Reproduce the listing below, substituting "locate" for every occurrence of "detect" and leaving all other text unchanged.

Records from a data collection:
-.-.-

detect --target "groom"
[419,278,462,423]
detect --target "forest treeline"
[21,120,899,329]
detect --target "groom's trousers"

-.-.-

▶ PROBLEM SOLUTION
locate --target "groom"
[419,278,462,423]
locate --target "forest treeline"
[21,120,899,329]
locate --target "groom's trousers"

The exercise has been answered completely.